§ Exercise
Pull out every line of text in the records below, copying each one exactly, and leave the picture out of your answer.

### Information given

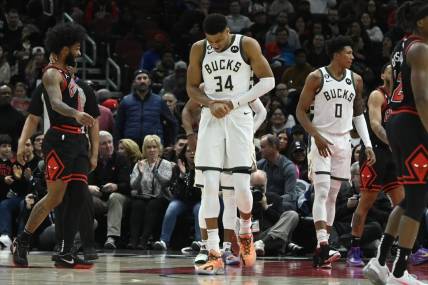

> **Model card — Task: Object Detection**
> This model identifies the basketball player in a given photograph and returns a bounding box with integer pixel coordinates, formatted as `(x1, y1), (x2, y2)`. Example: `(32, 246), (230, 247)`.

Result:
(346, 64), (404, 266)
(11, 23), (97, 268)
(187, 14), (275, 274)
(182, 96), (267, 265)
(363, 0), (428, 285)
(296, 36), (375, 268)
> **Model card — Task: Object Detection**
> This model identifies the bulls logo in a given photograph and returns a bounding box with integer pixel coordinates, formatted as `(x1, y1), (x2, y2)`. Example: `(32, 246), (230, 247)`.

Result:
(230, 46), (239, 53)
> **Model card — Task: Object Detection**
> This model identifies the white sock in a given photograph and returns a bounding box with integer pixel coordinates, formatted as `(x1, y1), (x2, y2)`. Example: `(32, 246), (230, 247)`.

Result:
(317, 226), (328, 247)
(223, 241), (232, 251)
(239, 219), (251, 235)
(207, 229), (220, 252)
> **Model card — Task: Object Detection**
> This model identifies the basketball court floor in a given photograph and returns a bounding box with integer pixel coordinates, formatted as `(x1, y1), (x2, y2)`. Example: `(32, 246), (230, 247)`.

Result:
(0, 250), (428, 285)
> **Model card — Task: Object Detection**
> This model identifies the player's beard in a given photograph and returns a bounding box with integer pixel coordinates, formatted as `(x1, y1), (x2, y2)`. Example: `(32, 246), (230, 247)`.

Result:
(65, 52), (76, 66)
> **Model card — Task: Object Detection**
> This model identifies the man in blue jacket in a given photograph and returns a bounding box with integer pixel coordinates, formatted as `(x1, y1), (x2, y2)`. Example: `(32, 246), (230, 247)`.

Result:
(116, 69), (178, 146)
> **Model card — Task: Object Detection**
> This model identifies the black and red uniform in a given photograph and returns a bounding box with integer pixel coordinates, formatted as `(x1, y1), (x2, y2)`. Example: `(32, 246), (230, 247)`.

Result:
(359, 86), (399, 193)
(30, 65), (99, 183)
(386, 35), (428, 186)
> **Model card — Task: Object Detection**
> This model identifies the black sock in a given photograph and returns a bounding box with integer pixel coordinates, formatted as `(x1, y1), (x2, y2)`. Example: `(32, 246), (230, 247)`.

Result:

######

§ The result
> **Model card — Task: Object Detection**
> This model identifies the basketball player in a given photograph and returns a bounding box with integer pixel coordinates, formatted as `(x1, y1), (x2, y2)`. Example: `(32, 246), (230, 247)`.

Result:
(346, 64), (404, 266)
(11, 23), (97, 268)
(187, 14), (275, 274)
(182, 96), (267, 265)
(363, 0), (428, 285)
(296, 36), (375, 268)
> **Model card — Task: Object Detection**
> This model identifies the bulls logo in a given photograph and returns a bounding box with integer pixel coordinates, formatted as `(x1, y1), (x2, y2)`. Example: `(32, 246), (230, 247)`.

Result:
(230, 46), (239, 53)
> **Model card — Task: Object Detection**
> This model identifies the white sock in a given photograph and returns a bounding box with integer pixel coordinates, formatted as `(x1, y1), (x2, y2)`. Example: `(32, 246), (230, 247)`.

Result:
(317, 226), (328, 247)
(223, 241), (232, 251)
(239, 219), (251, 235)
(207, 229), (220, 252)
> **Model card — Task: Object Detection**
> This model identifies the basketball court floor in a given photograph and returns a bounding box with integer pixel coordinates, formatted as `(x1, y1), (x2, y2)`. Example: `(32, 246), (230, 247)`.

Result:
(0, 250), (428, 285)
> **Model card — Task: Object Detection**
> This model identifies the player's beard in a given photograph and returns a bounding box with integer pixel coordinates, formatted as `(x1, y1), (x2, y2)`. Example: `(32, 246), (230, 247)`.

Result:
(65, 52), (76, 66)
> **Model card — Task: Object Detection**
> This model identifies the man in blue jacket in a given photograph and returns a bounding box with integer pixel coordinates, formatted as `(x1, y1), (x2, y2)`. Example: `(32, 246), (230, 247)`.

Result:
(116, 69), (178, 146)
> **Model card — Task: Object Detection**
> This model identifies the black and red uniform in a given photograph and returns a bounding box with integer pixel coordinates, formatted as `(x1, y1), (x2, y2)`. Example: `(32, 246), (230, 247)`.

Result:
(359, 86), (399, 193)
(30, 65), (99, 183)
(386, 35), (428, 186)
> **Model card — Task: Object Detection**
> This model identifies the black sock in a given photograph and returns a bounding box with integer pixel coordinates, formatted as `(x1, y1), (x2, y2)`. Example: `(32, 246), (230, 247)`.

Result:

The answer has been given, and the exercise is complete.